WHAT THIS TASK INVOLVES
Scan the lines below for the string "label" and report how many lines contain it, giving only the number.

────────────────

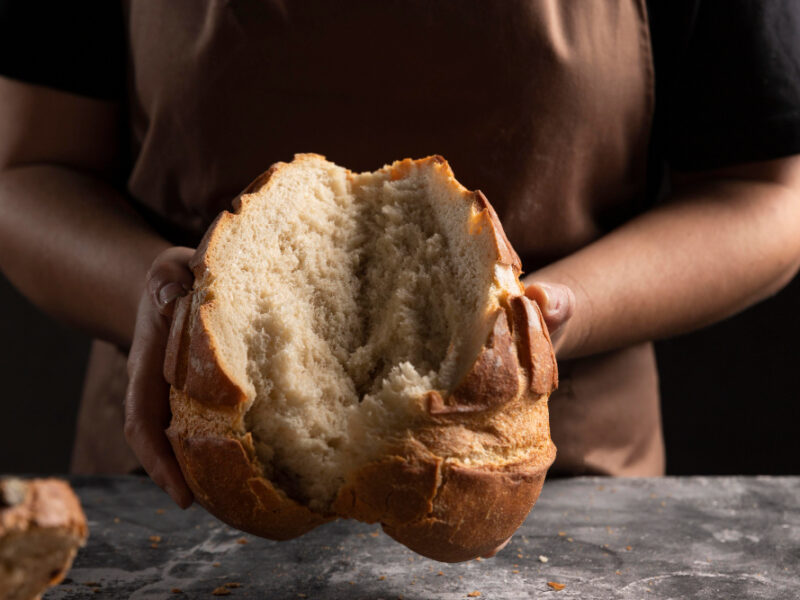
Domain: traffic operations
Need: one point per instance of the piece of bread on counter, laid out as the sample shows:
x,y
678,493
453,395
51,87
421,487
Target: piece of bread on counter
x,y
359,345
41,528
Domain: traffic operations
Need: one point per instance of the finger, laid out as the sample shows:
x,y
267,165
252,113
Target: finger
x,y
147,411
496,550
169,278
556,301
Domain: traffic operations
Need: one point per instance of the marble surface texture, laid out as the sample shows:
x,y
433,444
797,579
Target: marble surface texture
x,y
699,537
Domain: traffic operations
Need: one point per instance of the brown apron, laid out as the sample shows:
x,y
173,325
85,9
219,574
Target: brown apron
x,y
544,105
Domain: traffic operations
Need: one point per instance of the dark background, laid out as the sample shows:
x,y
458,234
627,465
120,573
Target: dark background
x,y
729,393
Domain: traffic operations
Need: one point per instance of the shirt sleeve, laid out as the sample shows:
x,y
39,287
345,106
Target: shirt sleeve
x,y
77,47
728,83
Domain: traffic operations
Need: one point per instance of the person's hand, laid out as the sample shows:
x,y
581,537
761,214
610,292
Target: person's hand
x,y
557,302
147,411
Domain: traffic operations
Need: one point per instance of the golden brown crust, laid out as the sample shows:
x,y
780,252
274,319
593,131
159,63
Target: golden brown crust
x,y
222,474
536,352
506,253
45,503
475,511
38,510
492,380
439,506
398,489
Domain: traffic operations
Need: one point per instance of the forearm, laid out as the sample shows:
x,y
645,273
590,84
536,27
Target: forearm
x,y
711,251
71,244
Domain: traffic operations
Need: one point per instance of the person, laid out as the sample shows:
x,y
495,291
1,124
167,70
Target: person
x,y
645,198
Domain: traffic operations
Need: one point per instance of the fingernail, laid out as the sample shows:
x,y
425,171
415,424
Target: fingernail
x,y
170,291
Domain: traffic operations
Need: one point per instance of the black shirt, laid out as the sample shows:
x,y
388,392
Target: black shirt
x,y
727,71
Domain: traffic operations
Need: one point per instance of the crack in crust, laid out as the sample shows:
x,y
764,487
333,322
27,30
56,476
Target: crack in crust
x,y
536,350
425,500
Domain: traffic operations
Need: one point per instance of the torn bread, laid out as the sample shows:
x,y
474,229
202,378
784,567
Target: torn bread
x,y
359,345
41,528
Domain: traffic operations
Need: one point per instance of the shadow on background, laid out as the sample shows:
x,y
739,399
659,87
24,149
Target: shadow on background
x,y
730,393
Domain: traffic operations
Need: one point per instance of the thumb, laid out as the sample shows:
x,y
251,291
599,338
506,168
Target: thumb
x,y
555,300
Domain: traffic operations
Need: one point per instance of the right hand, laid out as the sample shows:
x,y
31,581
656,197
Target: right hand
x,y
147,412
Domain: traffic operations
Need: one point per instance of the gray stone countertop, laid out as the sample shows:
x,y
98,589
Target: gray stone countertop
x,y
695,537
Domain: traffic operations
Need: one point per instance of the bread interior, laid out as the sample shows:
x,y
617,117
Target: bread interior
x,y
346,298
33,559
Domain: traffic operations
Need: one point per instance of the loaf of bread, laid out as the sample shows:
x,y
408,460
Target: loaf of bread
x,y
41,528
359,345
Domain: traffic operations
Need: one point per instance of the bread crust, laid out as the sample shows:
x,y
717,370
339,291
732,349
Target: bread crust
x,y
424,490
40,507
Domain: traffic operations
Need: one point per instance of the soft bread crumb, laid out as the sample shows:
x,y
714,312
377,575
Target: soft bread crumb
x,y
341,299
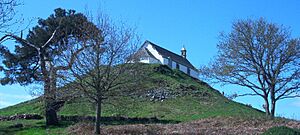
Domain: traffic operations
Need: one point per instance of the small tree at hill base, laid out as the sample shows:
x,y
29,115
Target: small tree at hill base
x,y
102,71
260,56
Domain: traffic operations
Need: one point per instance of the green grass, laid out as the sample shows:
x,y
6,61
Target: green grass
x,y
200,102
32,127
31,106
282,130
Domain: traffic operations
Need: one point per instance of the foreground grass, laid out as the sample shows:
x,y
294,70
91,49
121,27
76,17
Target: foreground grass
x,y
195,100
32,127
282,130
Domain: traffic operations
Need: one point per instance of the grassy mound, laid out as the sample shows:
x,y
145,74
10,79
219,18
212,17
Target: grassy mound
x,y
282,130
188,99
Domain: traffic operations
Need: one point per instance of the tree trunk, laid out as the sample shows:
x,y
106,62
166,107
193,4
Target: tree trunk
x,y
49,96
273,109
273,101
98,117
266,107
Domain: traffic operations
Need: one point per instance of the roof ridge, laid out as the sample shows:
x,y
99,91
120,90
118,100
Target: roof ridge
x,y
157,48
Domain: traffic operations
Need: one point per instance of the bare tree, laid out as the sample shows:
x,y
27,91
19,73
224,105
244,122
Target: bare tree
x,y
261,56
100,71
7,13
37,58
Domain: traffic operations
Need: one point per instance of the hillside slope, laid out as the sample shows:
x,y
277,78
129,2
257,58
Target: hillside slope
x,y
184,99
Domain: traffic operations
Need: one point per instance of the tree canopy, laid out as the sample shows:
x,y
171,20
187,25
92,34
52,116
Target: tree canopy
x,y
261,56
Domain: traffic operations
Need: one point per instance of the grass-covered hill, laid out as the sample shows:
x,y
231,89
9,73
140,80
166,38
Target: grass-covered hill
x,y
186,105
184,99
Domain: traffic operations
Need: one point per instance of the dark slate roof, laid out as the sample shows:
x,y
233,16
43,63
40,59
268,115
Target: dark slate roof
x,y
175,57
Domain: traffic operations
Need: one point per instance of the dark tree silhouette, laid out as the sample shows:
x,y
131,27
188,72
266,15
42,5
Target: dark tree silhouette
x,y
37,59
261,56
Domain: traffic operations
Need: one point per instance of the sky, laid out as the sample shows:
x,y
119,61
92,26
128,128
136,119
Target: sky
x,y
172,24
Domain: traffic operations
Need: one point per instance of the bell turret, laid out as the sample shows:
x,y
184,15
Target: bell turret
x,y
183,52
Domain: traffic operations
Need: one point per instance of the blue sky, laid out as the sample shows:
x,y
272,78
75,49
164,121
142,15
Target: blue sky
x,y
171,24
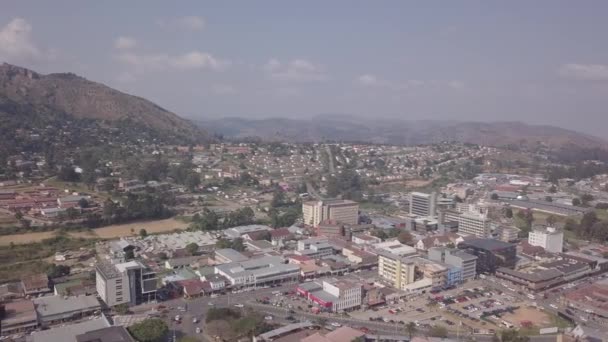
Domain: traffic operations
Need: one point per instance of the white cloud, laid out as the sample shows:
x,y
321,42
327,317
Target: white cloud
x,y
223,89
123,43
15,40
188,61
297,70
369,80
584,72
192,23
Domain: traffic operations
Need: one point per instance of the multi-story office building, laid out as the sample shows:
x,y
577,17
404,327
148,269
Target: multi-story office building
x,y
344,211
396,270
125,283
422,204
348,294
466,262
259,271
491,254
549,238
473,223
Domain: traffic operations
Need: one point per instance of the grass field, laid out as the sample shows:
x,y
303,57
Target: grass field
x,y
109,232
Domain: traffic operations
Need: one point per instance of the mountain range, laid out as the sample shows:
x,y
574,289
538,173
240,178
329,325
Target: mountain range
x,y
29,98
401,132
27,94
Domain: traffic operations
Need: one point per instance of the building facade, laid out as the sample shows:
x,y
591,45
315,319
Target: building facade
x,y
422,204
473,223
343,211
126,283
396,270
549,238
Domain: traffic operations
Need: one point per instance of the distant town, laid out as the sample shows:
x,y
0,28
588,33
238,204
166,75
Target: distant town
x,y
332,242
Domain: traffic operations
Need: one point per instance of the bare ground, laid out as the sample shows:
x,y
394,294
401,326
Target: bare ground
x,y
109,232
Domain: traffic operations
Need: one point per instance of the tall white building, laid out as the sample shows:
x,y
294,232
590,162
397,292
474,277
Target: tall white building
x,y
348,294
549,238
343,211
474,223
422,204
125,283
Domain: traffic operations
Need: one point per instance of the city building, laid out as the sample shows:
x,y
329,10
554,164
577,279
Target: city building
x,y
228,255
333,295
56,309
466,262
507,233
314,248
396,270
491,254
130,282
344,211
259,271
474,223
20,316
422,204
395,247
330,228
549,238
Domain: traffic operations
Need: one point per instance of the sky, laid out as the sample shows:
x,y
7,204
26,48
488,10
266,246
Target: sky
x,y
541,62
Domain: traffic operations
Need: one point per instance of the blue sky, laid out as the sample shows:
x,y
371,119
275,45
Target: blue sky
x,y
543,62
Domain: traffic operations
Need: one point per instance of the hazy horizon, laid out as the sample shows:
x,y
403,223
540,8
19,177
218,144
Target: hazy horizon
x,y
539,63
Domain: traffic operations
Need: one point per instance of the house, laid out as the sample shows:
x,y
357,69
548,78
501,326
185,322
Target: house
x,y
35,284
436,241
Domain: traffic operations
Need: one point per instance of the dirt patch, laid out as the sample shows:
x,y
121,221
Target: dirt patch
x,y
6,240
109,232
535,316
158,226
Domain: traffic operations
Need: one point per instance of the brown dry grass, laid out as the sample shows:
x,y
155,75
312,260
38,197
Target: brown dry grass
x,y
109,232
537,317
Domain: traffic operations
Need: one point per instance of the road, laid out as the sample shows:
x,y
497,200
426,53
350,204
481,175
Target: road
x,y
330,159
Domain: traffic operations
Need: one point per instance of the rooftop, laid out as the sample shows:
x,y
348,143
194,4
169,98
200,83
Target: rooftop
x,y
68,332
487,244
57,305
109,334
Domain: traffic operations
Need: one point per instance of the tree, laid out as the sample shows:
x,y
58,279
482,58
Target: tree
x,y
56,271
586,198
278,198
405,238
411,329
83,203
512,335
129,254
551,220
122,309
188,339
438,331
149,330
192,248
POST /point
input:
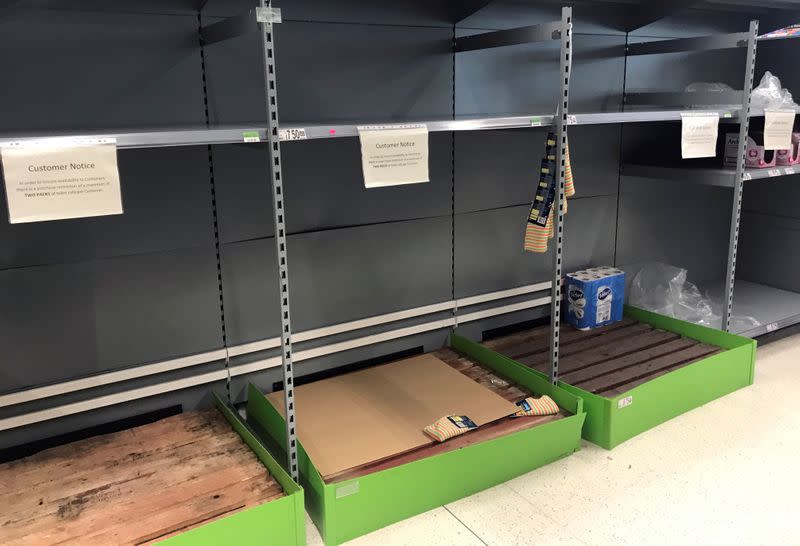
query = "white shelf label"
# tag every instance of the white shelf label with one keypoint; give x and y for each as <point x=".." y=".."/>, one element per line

────────────────

ANSWER
2